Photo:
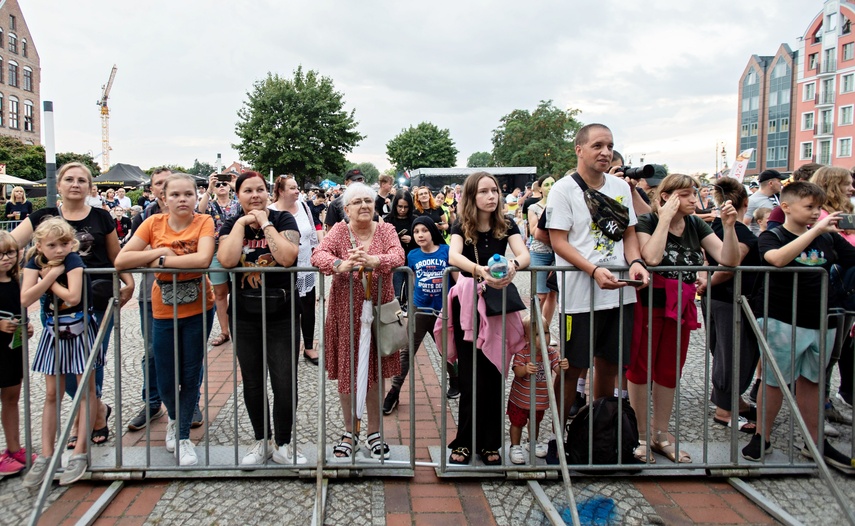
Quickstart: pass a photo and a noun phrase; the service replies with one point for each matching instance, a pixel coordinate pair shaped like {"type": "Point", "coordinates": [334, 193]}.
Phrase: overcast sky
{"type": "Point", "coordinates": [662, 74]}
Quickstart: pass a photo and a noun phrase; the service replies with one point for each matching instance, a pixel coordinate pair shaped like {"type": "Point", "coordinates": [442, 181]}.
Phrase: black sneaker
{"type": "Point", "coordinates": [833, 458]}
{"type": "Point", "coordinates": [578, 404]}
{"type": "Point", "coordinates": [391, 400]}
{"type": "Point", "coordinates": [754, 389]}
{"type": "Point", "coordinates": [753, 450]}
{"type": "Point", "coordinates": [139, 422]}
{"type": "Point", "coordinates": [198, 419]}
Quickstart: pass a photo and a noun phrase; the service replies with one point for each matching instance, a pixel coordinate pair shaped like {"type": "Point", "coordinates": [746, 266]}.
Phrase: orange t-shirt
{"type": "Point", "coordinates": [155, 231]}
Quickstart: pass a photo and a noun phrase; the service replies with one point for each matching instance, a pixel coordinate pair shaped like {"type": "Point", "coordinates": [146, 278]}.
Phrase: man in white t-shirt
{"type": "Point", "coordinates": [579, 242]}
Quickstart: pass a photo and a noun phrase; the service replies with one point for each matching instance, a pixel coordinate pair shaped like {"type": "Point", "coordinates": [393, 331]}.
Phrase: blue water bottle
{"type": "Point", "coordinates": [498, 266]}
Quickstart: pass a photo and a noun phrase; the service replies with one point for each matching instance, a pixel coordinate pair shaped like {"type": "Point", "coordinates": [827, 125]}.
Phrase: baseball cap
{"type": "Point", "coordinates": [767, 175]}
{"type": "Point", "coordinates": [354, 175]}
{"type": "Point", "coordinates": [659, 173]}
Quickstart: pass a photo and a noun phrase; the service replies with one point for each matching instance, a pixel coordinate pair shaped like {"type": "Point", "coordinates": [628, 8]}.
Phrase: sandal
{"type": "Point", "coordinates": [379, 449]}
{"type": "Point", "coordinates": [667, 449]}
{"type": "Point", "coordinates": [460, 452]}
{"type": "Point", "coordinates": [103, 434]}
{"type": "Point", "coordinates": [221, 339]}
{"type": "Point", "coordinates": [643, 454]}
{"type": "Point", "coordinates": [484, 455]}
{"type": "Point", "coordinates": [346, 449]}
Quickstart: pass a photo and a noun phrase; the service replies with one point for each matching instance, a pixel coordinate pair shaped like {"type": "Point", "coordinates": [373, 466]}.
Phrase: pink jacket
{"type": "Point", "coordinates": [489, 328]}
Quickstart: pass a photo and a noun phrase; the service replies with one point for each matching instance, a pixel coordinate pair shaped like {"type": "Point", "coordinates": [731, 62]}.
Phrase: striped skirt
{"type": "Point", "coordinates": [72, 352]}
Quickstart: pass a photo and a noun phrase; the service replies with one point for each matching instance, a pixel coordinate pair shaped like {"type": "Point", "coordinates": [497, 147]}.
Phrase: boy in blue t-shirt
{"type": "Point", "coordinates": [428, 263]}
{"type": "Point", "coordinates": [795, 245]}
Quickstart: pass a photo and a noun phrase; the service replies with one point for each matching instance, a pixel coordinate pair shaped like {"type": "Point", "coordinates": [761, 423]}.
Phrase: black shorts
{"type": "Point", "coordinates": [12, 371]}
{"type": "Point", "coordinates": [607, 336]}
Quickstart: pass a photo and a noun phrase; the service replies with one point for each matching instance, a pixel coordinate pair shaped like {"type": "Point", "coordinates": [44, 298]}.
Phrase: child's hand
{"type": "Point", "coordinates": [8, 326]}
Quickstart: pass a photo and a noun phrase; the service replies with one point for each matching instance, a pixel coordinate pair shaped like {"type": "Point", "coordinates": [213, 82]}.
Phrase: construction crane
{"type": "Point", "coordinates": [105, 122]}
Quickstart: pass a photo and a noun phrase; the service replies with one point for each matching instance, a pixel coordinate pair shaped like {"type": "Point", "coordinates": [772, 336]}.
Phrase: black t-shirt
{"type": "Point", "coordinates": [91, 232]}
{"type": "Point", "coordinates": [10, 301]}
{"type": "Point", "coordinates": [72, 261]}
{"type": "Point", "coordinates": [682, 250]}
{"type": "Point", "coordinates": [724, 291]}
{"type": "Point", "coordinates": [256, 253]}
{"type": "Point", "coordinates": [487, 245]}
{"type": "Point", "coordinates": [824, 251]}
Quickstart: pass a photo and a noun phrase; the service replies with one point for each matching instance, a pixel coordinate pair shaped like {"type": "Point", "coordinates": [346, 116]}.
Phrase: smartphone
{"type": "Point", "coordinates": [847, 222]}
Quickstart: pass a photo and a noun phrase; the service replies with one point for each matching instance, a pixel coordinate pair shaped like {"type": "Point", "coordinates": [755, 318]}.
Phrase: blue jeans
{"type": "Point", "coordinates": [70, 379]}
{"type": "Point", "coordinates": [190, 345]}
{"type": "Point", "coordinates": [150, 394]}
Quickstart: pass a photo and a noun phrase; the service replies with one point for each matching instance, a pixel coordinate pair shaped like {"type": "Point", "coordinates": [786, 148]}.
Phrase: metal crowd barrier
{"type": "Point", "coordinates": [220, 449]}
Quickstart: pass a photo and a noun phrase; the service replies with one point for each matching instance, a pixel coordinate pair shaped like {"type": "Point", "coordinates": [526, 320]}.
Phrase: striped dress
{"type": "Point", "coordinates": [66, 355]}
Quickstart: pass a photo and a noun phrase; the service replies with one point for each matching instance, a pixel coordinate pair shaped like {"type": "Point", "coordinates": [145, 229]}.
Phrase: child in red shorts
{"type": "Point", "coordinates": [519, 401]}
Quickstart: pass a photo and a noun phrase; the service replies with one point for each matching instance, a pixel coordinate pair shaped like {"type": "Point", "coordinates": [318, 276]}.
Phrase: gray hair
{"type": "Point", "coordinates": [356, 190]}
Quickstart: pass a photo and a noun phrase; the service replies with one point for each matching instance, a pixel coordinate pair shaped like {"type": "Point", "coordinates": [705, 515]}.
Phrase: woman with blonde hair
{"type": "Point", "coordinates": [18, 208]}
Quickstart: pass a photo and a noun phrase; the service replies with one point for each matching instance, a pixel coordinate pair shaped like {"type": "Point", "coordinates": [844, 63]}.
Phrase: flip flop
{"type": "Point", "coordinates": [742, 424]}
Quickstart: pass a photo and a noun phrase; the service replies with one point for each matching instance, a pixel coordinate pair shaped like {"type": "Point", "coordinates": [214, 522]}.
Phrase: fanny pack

What you are asked to do:
Transcribe the records above exactly as they appear, leaving out any pictures.

Result for this exercise:
Photo:
Quickstart: pass a photo and a noun phrase; the service replies with one point for each matching instance, a pixel coordinate pair shaped like {"type": "Point", "coordinates": [334, 193]}.
Phrase: overcast sky
{"type": "Point", "coordinates": [662, 74]}
Quickstart: pass a photo and a noun phrase; the service replies with one point for each matching instance, a pixel coordinate pair shaped like {"type": "Point", "coordinates": [442, 181]}.
Phrase: black sneaker
{"type": "Point", "coordinates": [833, 458]}
{"type": "Point", "coordinates": [578, 404]}
{"type": "Point", "coordinates": [391, 400]}
{"type": "Point", "coordinates": [754, 389]}
{"type": "Point", "coordinates": [753, 450]}
{"type": "Point", "coordinates": [139, 422]}
{"type": "Point", "coordinates": [198, 419]}
Quickstart: pass a photo and a noun phrase; the service replies with one point for each matching instance, a pixel coordinate pair shaped like {"type": "Point", "coordinates": [746, 266]}.
Phrase: orange t-shirt
{"type": "Point", "coordinates": [155, 231]}
Quickstart: pass a photo and a noun phrase; the service replies with one point for each matching instance, a pixel coordinate pair shaped like {"type": "Point", "coordinates": [146, 278]}.
Phrase: man in white t-shirt
{"type": "Point", "coordinates": [579, 242]}
Quickstart: pass a photo and a noun phrase; the service replies with one point for each matching instance, a pixel coordinate pair shaped like {"type": "Point", "coordinates": [393, 331]}.
Phrase: blue water bottle
{"type": "Point", "coordinates": [498, 266]}
Quickstart: pass a photo and a noun phrase; the service replies with one point for each matching instance, a pixel coordinate pair shaped like {"type": "Point", "coordinates": [827, 125]}.
Phrase: baseball cap
{"type": "Point", "coordinates": [767, 175]}
{"type": "Point", "coordinates": [354, 175]}
{"type": "Point", "coordinates": [659, 173]}
Quickstart: pass a photo and a noun phrase; the service replies with one point for each matching instance, a pixel coordinate pair shaped like {"type": "Point", "coordinates": [628, 8]}.
Phrase: sandal
{"type": "Point", "coordinates": [379, 449]}
{"type": "Point", "coordinates": [667, 449]}
{"type": "Point", "coordinates": [460, 452]}
{"type": "Point", "coordinates": [103, 434]}
{"type": "Point", "coordinates": [221, 339]}
{"type": "Point", "coordinates": [643, 454]}
{"type": "Point", "coordinates": [484, 455]}
{"type": "Point", "coordinates": [346, 449]}
Quickstart: pass a photo and a noun phrase; the service replies with one point for each matching instance, a pixel coordinate pair shaped like {"type": "Point", "coordinates": [373, 466]}.
Phrase: pink jacket
{"type": "Point", "coordinates": [489, 328]}
Quickstart: pass a photo and a noun phrase; the service replies with one point for each matching instance, a pixel coordinate pair shaped like {"type": "Point", "coordinates": [731, 62]}.
Phrase: striped skirt
{"type": "Point", "coordinates": [72, 352]}
Quickstart: pass a photo and a noun phrase; the service replies with one point for each matching instance, a pixel coordinate pair shaped like {"type": "Point", "coordinates": [497, 147]}.
Phrase: boy in blue t-shirt
{"type": "Point", "coordinates": [428, 263]}
{"type": "Point", "coordinates": [795, 245]}
Quickstart: pass a photo and a noun phrase; the service replies with one point for each matching instance, a pixel coordinate pair shaped like {"type": "Point", "coordinates": [761, 423]}.
Phrase: black shorts
{"type": "Point", "coordinates": [12, 371]}
{"type": "Point", "coordinates": [607, 336]}
Quickstart: pass a photo and a noun phrase; the service replies with one point for each matching instance, a pixel coordinate pair shaped like {"type": "Point", "coordinates": [44, 298]}.
Phrase: child's hand
{"type": "Point", "coordinates": [8, 326]}
Quickstart: pass a photo and a noun phrase; the service replies with one point for each matching instance, a pixel coordinate pair shaped like {"type": "Point", "coordinates": [213, 82]}.
Phrase: construction crane
{"type": "Point", "coordinates": [105, 122]}
Quickstart: pass a photo and a noun phrase; the service replies with one point for each matching instance, a pixel coordinate pair shaped like {"type": "Point", "coordinates": [772, 336]}.
Phrase: black t-shirt
{"type": "Point", "coordinates": [91, 232]}
{"type": "Point", "coordinates": [10, 301]}
{"type": "Point", "coordinates": [72, 261]}
{"type": "Point", "coordinates": [682, 250]}
{"type": "Point", "coordinates": [724, 291]}
{"type": "Point", "coordinates": [256, 253]}
{"type": "Point", "coordinates": [487, 245]}
{"type": "Point", "coordinates": [824, 251]}
Quickstart: pass a photo and a noun phrase; the service replies with one point for each matching instance, a pixel coordinate pair shaped like {"type": "Point", "coordinates": [346, 116]}.
Phrase: smartphone
{"type": "Point", "coordinates": [847, 222]}
Quickstart: pass a photo and a noun phrase; the service replies with one point for each matching instance, a pixel coordinate pair shaped like {"type": "Point", "coordinates": [755, 318]}.
Phrase: blue jeans
{"type": "Point", "coordinates": [70, 379]}
{"type": "Point", "coordinates": [190, 345]}
{"type": "Point", "coordinates": [150, 394]}
Quickstart: pass a photo and a noun phrase; the service replies with one point for each matching instance, a pixel coordinate pair shaped like {"type": "Point", "coordinates": [786, 148]}.
Phrase: metal crowd barrier
{"type": "Point", "coordinates": [220, 449]}
Quickstart: pass a photo and a noun phrase; the service replies with one point for each matching instance, a pixel coordinate pair shaped like {"type": "Point", "coordinates": [526, 320]}.
Phrase: striped dress
{"type": "Point", "coordinates": [66, 355]}
Quickstart: pass a photo and a noun phrase; the service replies with one point for each matching instance, a pixel coordinate pair shaped like {"type": "Point", "coordinates": [145, 229]}.
Phrase: child in red shorts
{"type": "Point", "coordinates": [519, 401]}
Quickstart: pass a photo and a noun phrase; the service replies with one point for each matching instance, a pixel coordinate pair shaped like {"type": "Point", "coordinates": [318, 276]}.
Phrase: gray hair
{"type": "Point", "coordinates": [356, 190]}
Quickstart: pass a photo and a noun phrase; the service replies with one point for each matching instance, a pixel coordinate pair shaped like {"type": "Point", "coordinates": [705, 515]}.
Phrase: woman with blonde hair
{"type": "Point", "coordinates": [18, 208]}
Quickstart: pass a photo and a noun phrase; the service replies with one point for each matching instance, a pixel coordinate pair shaped like {"type": "Point", "coordinates": [844, 63]}.
Phrase: flip flop
{"type": "Point", "coordinates": [742, 424]}
Quickstart: pass a photo and a noun phrase; the service replies with one point for each matching instance, a pixel coordinate pair shaped like {"type": "Point", "coordinates": [214, 522]}.
Phrase: fanny pack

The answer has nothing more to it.